> [AIM OF THE TASK]:
Provide again, from the entries below, every line from the one containing "[point] jacket hood" through the one containing "[point] bare tree", exactly as written, and no other line.

> [RECORDS FOR THIS EXERCISE]:
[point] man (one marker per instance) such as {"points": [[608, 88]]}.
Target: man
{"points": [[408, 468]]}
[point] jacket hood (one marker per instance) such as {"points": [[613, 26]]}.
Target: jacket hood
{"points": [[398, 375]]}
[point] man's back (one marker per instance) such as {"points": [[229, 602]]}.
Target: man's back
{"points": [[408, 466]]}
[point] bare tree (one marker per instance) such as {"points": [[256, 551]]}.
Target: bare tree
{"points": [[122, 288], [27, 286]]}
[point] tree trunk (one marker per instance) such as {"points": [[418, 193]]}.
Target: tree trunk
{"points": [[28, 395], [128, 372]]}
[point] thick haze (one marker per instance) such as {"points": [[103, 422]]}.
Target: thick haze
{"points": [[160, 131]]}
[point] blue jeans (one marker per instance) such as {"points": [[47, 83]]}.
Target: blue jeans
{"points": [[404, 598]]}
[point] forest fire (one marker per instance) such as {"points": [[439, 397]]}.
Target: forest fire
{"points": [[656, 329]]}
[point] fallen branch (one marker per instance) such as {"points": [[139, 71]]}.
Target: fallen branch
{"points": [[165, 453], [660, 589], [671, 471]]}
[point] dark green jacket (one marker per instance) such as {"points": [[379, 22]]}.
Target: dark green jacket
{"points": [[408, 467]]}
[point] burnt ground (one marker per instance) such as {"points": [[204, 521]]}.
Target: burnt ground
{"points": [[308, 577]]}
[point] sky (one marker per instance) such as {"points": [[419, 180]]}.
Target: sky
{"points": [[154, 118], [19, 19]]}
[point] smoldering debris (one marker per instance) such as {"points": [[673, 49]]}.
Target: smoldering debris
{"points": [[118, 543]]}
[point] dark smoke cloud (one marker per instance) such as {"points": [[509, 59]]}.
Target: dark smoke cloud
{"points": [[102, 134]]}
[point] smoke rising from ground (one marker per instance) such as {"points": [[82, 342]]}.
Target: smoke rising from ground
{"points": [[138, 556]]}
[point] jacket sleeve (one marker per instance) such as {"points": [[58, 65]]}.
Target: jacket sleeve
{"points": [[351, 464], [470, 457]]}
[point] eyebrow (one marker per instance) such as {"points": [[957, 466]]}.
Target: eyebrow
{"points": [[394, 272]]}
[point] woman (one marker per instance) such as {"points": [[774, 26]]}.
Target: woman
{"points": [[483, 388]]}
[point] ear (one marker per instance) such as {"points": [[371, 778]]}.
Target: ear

> [SOLVED PROBLEM]:
[point] jacket hood (one marker per instance) such as {"points": [[613, 26]]}.
Target: jacket hood
{"points": [[398, 375]]}
[point] man's back (one marker per instance) such as {"points": [[229, 602]]}.
Target: man's back
{"points": [[408, 466]]}
[point] bare tree (one marker per instance) such as {"points": [[256, 551]]}.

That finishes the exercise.